• [Extrait fourni]
=-=-=
Agences de développement : le début de la fin ?
Cette année 2022 est celle de la mise en œuvre de la loi-cadre 50-21 relative à la réforme des établissements et entreprises publics. Pour rappel, le Parlement avait adopté l’été dernier les projets de loi-cadre relatifs à la réforme des établissements et entreprises publics. L’Agence nationale chargée d’assurer la gestion stratégique des participations de l’État coiffera désormais l’ensemble de ces entités. En parallèle, des organismes dont l’activité fait doublon avec celle d’autres acteurs publics ou dont l’activité est devenue caduque sont appelés à disparaître. Les agences de développement régional sont sur la liste des établissements à liquider. Pourtant, elles continuent depublier des appels d’offres et detravailler sur des programmes s’étalant pour certains jusqu’en2025. Idem pour les recrutements qui se poursuivent, dont ceux d’un cadre financier et d’un cadre supérieur en génie civil à Oujda.
La renaissance du Nord
C’est en 1996 que la première agence de développement à vocation territoriale a vu le jour. Il s’agit de l’Agence pour la promotion et le développement économique et social des préfectures et provinces du Nord (APDN). C’était l’outil qui a permis d’amorcer la réconciliation de la monarchie avec le Nord du Royaume. Voulue par feu Hassan II, l’APDN est érigée en établissement public rattaché à la primature et jouissant de l’autonomie financière. Son périmètre d’intervention s’étend aux deux régions du Nord selon le découpage administratif de l’époque, à savoir Tanger-Tétouan et Taza-Al Hoceima-Taounate. Il s’agissait de faire des régions du Nord, très en retard de développement, une locomotive économique nationale.
=-=-=
• [Extraits de lignes]

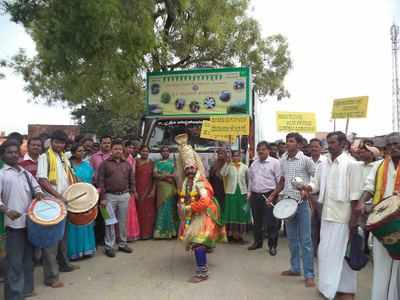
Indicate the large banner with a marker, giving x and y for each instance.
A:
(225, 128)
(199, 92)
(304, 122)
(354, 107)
=-=-=
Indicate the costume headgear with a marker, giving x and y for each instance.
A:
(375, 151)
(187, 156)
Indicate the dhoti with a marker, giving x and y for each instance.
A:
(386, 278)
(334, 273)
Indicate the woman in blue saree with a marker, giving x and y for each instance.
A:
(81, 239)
=-=-=
• [Exercice écrit A]
D'après l'article sur les agences de développement, en quelle année la première agence de développement à vocation territoriale a-t-elle vu le jour ?
• [Exercice écrit B]
Reprenez le passage de l'article sur les agences de développement compris entre "La renaissance du" et "locomotive économique nationale." inclus, en substituant "organisme public" à "établissement public".
• [Exercice écrit C]
Rédigez la suite de l'article sur les agences de développement, à partir de sa dernière phrase.

• [Résultat A]
En 1996.

• [Résultat B]
La renaissance du Nord
C’est en 1996 que la première agence de développement à vocation territoriale a vu le jour. Il s’agit de l’Agence pour la promotion et le développement économique et social des préfectures et provinces du Nord (APDN). C’était l’outil qui a permis d’amorcer la réconciliation de la monarchie avec le Nord du Royaume. Voulue par feu Hassan II, l’APDN est érigée en organisme public rattaché à la primature et jouissant de l’autonomie financière. Son périmètre d’intervention s’étend aux deux régions du Nord selon le découpage administratif de l’époque, à savoir Tanger-Tétouan et Taza-Al Hoceima-Taounate. Il s’agissait de faire des régions du Nord, très en retard de développement, une locomotive économique nationale.

• [Résultat C]
Pour ce faire, l’APDN, sous la direction de feu Hassan Amrani, grand commis de l’État et premier directeur général (DG) de cette agence, mettra le paquet durant ces premières années d’existence sur la mise à niveau des infrastructures. L’APDN accélérera la réalisation du projet de l’autoroute Rabat-Tanger livrée par tranches entre 1996 et 2005. Elle se penchera sur le projet du Complexe portuaire Tanger Atlantique, abandonné et remplacé plus tard par Tanger Med. Il fallait aussi rapidement améliorer les conditions de vie des populations du Nord et renforcer la compétitivité de cette partie du Maroc pour en finir avec l’idée d’ »un Maroc utile et d’un Maroc inutile« .
Driss Benhima succède à feu Hassan Amrani en 2004 à la tête de l’agence. On lui doit une contribution à la vision élaborée pour réaliser le méga projet Tanger Med et la promotion de la région au niveau international avec l’arrivée de plusieurs investisseurs étrangers. Seul directeur général de l’agence non originaire du Nord, Benhima a aussi conforté la place des provinces du Nord dans l’agenda culturel et artistique avec le lancement de plusieurs manifestations, dont le célèbre festival Alegria de Chefchaouen, qui n’est malheureusement plus organisé.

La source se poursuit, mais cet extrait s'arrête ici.